SOURCE DATA:
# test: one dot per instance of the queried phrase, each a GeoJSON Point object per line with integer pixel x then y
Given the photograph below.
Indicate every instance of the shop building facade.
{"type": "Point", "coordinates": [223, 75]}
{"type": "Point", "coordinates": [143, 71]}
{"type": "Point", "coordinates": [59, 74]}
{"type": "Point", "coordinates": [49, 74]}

PROBLEM TO SOLVE: Looking at the material above, please copy exactly every line from its first line through the line containing "Given the photograph below.", with both ends included and nothing else.

TASK OUTPUT:
# test: one dot per instance of the queried phrase, each a GeoJSON Point object per line with integer pixel x then y
Given the photograph below.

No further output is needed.